#### PROVIDED RECORDS
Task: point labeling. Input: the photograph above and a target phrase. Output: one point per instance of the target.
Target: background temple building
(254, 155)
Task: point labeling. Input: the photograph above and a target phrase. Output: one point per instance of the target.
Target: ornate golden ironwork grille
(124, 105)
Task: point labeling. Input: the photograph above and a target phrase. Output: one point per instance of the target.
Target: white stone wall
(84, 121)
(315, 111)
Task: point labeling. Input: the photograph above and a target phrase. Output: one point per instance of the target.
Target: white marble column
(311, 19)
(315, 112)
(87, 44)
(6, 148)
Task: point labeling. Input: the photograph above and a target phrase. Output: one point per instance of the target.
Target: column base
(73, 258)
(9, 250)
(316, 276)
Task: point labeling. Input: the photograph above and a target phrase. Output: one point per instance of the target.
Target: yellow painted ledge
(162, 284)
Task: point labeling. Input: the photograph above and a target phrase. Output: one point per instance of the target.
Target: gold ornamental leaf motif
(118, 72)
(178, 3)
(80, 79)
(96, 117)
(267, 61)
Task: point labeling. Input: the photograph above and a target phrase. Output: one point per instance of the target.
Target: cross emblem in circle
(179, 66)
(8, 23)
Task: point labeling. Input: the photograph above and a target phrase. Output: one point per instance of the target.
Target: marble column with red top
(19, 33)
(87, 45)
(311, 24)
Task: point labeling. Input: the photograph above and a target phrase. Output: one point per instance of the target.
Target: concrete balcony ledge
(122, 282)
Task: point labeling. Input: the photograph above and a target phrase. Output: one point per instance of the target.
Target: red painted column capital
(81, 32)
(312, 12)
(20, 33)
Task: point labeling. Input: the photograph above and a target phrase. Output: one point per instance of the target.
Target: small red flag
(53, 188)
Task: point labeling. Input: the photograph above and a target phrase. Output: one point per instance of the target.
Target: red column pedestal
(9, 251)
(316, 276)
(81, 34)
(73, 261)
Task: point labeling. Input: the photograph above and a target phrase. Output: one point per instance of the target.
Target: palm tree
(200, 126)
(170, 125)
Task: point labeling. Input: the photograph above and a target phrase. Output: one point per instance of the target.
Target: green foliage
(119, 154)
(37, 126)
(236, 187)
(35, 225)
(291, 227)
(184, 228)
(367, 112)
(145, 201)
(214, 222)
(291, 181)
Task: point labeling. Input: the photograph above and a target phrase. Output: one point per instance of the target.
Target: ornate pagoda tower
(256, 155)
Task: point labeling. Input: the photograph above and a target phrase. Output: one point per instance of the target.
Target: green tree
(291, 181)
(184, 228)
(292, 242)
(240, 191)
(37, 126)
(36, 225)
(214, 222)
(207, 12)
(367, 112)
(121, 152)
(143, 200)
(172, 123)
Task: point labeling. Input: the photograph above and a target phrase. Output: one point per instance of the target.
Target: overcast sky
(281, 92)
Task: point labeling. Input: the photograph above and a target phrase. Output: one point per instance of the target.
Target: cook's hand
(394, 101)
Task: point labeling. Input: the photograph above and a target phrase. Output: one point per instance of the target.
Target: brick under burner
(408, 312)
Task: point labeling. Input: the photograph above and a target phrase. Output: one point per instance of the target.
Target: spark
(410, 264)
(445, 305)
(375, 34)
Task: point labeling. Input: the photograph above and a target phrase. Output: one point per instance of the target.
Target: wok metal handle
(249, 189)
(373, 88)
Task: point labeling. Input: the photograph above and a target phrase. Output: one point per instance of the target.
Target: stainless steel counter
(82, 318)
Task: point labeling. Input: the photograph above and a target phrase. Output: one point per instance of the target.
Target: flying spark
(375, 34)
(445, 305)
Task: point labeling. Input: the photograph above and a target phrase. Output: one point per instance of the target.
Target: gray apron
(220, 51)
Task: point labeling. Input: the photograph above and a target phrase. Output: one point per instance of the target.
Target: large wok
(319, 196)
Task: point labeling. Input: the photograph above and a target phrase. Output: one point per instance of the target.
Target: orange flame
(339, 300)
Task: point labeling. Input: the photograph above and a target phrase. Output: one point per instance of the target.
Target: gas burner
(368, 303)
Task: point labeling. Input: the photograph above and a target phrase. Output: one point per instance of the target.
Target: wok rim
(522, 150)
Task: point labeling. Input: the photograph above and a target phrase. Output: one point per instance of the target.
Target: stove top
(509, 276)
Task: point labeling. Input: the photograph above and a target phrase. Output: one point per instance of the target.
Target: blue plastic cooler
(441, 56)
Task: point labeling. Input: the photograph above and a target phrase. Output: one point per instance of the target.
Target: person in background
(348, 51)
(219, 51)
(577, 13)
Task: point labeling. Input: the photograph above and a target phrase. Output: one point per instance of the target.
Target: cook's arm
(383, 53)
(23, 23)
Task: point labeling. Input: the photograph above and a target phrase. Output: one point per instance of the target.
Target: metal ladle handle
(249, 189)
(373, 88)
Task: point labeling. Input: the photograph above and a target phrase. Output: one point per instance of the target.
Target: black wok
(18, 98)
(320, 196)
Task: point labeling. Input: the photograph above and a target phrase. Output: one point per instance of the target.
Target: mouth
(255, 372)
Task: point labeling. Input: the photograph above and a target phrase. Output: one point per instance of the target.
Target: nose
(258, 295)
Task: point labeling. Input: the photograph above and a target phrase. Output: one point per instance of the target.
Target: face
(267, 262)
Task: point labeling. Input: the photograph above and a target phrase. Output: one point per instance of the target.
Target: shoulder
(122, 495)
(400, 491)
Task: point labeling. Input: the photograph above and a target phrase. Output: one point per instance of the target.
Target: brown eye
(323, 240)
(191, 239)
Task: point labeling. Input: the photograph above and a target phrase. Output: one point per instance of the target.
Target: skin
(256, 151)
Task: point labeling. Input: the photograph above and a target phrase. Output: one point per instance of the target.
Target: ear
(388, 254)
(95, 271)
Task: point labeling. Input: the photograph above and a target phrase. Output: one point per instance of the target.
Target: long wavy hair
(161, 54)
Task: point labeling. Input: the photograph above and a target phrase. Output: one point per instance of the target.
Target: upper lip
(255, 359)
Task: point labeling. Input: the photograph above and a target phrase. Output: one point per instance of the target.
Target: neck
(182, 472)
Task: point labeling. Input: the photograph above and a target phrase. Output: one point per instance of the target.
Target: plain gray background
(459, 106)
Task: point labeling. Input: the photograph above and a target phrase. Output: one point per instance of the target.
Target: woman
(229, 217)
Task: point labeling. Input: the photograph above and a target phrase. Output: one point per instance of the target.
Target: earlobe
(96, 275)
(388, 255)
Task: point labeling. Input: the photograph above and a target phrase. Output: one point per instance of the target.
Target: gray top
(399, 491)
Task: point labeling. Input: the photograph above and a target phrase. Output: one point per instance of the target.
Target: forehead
########
* [AIM OF THE TASK]:
Extract every line of the records above that contains the word "burner".

* [ANSWER TO THIS PROBLEM]:
Target: brick under burner
Target: gas burner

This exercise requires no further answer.